• Material
----

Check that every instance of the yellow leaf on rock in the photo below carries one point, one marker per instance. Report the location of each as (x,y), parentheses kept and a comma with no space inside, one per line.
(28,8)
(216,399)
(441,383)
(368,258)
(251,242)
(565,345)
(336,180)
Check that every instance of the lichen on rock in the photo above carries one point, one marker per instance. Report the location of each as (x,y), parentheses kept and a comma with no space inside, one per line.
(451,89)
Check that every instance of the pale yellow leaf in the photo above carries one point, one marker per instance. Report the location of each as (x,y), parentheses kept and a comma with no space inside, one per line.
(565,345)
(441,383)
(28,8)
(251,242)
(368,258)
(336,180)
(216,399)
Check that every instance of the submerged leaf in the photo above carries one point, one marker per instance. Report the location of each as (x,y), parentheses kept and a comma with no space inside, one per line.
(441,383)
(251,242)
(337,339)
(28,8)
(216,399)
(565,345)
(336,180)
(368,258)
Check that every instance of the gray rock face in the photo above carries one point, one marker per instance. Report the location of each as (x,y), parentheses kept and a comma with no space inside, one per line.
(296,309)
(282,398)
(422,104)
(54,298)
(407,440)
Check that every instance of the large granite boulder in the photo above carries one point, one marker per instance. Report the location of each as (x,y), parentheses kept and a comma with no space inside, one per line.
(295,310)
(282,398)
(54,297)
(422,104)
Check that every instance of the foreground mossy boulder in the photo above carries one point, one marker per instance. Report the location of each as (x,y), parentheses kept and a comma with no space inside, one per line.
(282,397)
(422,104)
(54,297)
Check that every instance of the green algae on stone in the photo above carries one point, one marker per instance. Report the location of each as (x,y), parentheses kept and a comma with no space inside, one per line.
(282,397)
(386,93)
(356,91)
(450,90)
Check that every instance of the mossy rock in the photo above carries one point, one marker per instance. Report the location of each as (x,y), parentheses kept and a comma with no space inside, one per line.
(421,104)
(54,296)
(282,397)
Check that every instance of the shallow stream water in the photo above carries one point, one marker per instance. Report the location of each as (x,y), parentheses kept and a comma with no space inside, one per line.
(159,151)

----

• Work to do
Copy out every line above word for word, with no changes.

• Result
Check that every instance of the yellow leaf on rock in the photo below carries one point, one marker per instance. Report the location of each as (x,y), parentheses kept and a comma with no space inside, one per line.
(28,8)
(216,399)
(441,383)
(368,258)
(251,242)
(565,345)
(336,180)
Check that every instance of the lichen on rock in the photo above carries one point, one marker per instance. Report the location of each as (x,y), parentheses kept and a comma with no space inside, one per line.
(451,89)
Check that every instance of the pale yellow leaf in the photo above carries one point, one marker per instance. Report the location of each as (x,y), parentheses kept and a comma with no space inside, one per line.
(565,345)
(441,383)
(28,8)
(251,242)
(368,258)
(336,180)
(216,399)
Check that every instance of the submerged leaf in the photo above carries one point, one marker per instance. Report the location of each as (x,y), parentheses kept and a comma with no space inside, one per line.
(441,383)
(251,242)
(337,339)
(28,8)
(216,399)
(565,345)
(336,180)
(368,258)
Check that every instance of the gray rock face in the photo above carries one point, one marker per instance. Report the location of each as (x,y), parentheses kept and a comma with no space inside, one per line.
(296,309)
(282,398)
(422,104)
(54,298)
(407,440)
Check that every instance of the large granite boulder in the photo above carries one point, one marker per instance. Report the location of each as (x,y), parentheses kept and a comma with no space inside, one per line.
(295,310)
(282,398)
(54,297)
(422,104)
Check that every instance of the foreground mossy boulder in the photo above carries one point, one marker per instance. Report the location of each as (x,y), parentheses kept and a comma with no space inside, one per line.
(282,397)
(422,104)
(54,297)
Check that every instance of the green algae on stone in the photo above carries one point, one marker per instance. Report the location of each as (x,y), parentheses kept and a comma with no space inside, one per line.
(282,397)
(386,93)
(356,91)
(450,90)
Check that every instance of the mossy rock in the photo above carries one point, one marker per instance. Report the location of each as (x,y), parentheses kept and a comma with no space inside, one per line.
(421,104)
(54,296)
(282,397)
Check that every instance of the shallow stream water in the photo above carries one point, one marker per instance. Report the location of each as (x,y), parentheses kept and a comma with no space inside, one per line.
(159,151)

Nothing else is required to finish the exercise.